Passage:
Step 2: Load and Chunk Your Documents

Document loading depends on your source format. LangChain ships loaders for PDFs, CSVs, HTML, Notion exports, and about 80 other formats.

from langchain_community.document_loaders import DirectoryLoader, TextLoader
from langchain.text_splitter import RecursiveCharacterTextSplitter

loader = DirectoryLoader('./docs', glob='**/*.txt', loader_cls=TextLoader)
documents = loader.load()

splitter = RecursiveCharacterTextSplitter(
chunk_size=800,
chunk_overlap=100,
separators=['

', '
', '. ', ' ']
)
chunks = splitter.split_documents(documents)

Chunk size matters more than most tutorials admit. Too large (2000+ tokens) and the retriever returns noisy context. Too small (under 200 tokens) and you lose paragraph-level coherence. Start with 600 to 800 characters and adjust based on your retrieval precision metrics.

Step 3: Generate Embeddings and Store in Pinecone

from langchain_openai import OpenAIEmbeddings
from langchain_pinecone import PineconeVectorStore

embeddings = OpenAIEmbeddings(model='text-embedding-3-large')

vectorstore = PineconeVectorStore.from_documents(
documents=chunks,
embedding=embeddings,
index_name='rag-production'
)

For large document sets (50,000+ chunks), batch the upserts. Pinecone accepts up to 100 vectors per upsert call. LangChain handles batching internally, but watch for rate limits on the OpenAI embeddings API. Add a small delay or use exponential backoff.

[Entries drawn from a collection]
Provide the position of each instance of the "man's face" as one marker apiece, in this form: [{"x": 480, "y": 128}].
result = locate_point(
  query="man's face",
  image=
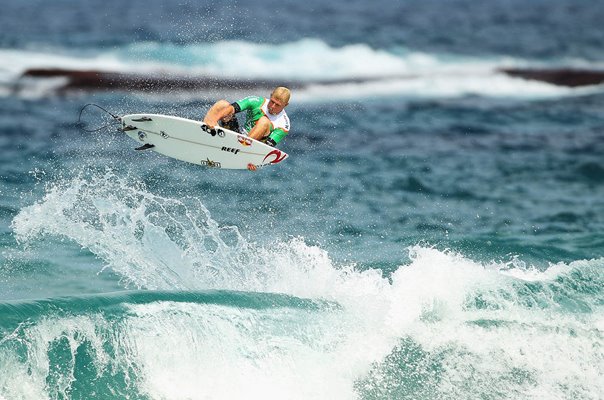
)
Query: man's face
[{"x": 275, "y": 106}]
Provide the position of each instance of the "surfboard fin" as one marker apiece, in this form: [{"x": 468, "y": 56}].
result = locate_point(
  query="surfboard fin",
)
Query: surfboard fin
[{"x": 146, "y": 146}]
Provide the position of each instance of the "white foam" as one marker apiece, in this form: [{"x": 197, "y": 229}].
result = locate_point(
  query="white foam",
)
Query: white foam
[
  {"x": 364, "y": 71},
  {"x": 479, "y": 321}
]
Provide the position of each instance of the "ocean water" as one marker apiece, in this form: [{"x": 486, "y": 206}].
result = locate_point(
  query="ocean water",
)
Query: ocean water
[{"x": 437, "y": 232}]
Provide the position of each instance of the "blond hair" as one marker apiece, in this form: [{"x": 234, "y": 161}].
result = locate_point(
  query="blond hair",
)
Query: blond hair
[{"x": 282, "y": 93}]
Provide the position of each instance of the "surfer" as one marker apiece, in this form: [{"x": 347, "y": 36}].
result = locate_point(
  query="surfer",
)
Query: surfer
[{"x": 266, "y": 119}]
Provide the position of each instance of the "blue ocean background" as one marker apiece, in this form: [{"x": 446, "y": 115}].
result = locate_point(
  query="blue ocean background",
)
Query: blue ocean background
[{"x": 436, "y": 233}]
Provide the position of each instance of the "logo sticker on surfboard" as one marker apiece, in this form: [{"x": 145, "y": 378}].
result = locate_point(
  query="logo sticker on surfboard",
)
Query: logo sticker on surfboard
[{"x": 279, "y": 156}]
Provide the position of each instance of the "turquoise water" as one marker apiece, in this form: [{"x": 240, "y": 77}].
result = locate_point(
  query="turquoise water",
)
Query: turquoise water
[{"x": 435, "y": 234}]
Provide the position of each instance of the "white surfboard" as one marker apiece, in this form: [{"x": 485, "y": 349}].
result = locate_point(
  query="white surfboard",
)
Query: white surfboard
[{"x": 197, "y": 143}]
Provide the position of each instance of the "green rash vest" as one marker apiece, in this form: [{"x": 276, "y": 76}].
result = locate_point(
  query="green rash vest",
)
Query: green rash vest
[{"x": 257, "y": 107}]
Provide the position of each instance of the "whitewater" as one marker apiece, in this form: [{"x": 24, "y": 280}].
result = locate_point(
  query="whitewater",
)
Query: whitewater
[{"x": 286, "y": 320}]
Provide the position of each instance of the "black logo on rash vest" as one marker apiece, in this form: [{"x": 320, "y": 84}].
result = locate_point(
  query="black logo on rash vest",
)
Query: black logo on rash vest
[{"x": 230, "y": 149}]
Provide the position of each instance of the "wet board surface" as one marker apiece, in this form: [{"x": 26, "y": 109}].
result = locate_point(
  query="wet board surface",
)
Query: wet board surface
[{"x": 197, "y": 143}]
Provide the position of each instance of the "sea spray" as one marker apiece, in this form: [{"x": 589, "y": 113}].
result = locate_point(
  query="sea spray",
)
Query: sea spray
[{"x": 441, "y": 326}]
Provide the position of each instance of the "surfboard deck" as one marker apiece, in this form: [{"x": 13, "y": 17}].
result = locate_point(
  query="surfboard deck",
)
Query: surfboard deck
[{"x": 197, "y": 143}]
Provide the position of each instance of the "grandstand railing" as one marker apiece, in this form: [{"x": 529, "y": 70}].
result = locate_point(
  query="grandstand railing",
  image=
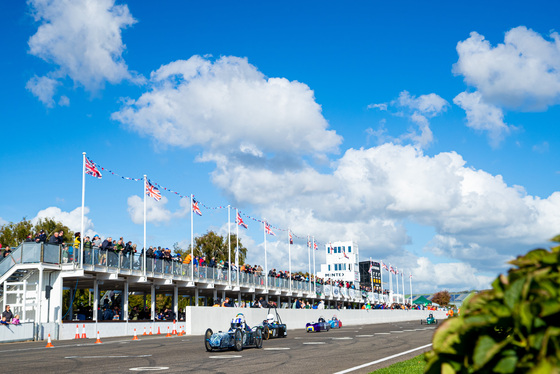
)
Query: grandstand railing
[{"x": 133, "y": 264}]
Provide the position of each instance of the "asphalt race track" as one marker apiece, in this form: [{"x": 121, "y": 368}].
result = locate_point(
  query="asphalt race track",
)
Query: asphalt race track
[{"x": 338, "y": 350}]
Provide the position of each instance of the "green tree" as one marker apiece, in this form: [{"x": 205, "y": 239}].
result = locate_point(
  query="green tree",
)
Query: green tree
[
  {"x": 13, "y": 234},
  {"x": 214, "y": 245},
  {"x": 512, "y": 328},
  {"x": 441, "y": 298}
]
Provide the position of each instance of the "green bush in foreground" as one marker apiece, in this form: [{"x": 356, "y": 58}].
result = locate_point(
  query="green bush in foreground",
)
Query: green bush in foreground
[{"x": 512, "y": 328}]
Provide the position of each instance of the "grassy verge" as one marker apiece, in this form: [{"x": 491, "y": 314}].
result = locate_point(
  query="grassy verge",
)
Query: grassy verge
[{"x": 413, "y": 366}]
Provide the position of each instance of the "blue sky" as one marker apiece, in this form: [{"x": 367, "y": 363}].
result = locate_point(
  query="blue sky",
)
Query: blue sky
[{"x": 427, "y": 133}]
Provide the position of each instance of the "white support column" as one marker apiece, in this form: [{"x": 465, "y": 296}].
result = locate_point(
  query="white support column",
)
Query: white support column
[
  {"x": 176, "y": 301},
  {"x": 125, "y": 301},
  {"x": 95, "y": 299},
  {"x": 153, "y": 301}
]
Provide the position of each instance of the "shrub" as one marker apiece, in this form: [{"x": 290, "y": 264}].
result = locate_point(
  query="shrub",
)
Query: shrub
[{"x": 514, "y": 327}]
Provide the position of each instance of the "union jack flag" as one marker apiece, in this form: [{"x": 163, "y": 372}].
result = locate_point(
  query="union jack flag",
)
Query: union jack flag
[
  {"x": 91, "y": 169},
  {"x": 268, "y": 230},
  {"x": 152, "y": 191},
  {"x": 240, "y": 221},
  {"x": 196, "y": 209}
]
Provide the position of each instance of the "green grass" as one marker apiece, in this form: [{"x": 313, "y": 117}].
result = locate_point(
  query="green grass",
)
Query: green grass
[{"x": 413, "y": 366}]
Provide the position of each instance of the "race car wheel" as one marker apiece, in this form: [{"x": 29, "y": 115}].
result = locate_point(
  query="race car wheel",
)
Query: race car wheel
[
  {"x": 238, "y": 340},
  {"x": 207, "y": 336},
  {"x": 258, "y": 338}
]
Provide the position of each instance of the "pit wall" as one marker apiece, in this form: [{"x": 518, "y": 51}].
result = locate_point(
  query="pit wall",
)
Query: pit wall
[
  {"x": 198, "y": 319},
  {"x": 218, "y": 319}
]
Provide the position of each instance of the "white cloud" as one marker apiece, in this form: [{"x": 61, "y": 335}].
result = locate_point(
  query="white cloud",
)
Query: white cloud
[
  {"x": 371, "y": 191},
  {"x": 43, "y": 88},
  {"x": 482, "y": 116},
  {"x": 83, "y": 39},
  {"x": 229, "y": 105},
  {"x": 418, "y": 110},
  {"x": 71, "y": 219},
  {"x": 523, "y": 72},
  {"x": 156, "y": 211}
]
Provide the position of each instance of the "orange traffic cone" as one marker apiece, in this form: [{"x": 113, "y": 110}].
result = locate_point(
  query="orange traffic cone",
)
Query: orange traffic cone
[
  {"x": 98, "y": 341},
  {"x": 49, "y": 344}
]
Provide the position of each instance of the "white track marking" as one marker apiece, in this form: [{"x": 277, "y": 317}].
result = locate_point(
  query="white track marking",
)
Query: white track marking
[{"x": 383, "y": 359}]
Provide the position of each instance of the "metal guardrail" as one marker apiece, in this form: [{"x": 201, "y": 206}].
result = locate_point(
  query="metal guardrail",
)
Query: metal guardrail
[{"x": 133, "y": 264}]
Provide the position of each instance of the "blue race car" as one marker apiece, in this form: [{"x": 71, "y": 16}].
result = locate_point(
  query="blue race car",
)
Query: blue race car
[
  {"x": 320, "y": 325},
  {"x": 335, "y": 323},
  {"x": 239, "y": 336}
]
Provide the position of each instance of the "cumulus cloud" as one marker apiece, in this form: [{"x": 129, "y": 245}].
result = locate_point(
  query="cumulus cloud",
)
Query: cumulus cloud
[
  {"x": 482, "y": 116},
  {"x": 71, "y": 219},
  {"x": 418, "y": 110},
  {"x": 43, "y": 88},
  {"x": 229, "y": 105},
  {"x": 156, "y": 211},
  {"x": 523, "y": 72},
  {"x": 370, "y": 192},
  {"x": 83, "y": 39}
]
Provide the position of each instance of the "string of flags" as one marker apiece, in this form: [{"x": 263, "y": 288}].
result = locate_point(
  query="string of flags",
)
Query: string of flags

Exercise objective:
Decide whether each statement agrees with the guide to loading, chunking, and embedding documents, answering yes or no and quoting the words that settle it: (a) Pinecone takes at most 100 vectors in a single upsert call. (b) The guide advises starting with chunks of about 2000 characters. (c) The embeddings are created with the text-embedding-3-small model.

Output below:
(a) Yes: "Pinecone accepts up to 100 vectors per upsert call."
(b) No: "Start with 600 to 800 characters and adjust based on your retrieval precision metrics."
(c) No: "embeddings = OpenAIEmbeddings(model='text-embedding-3-large')"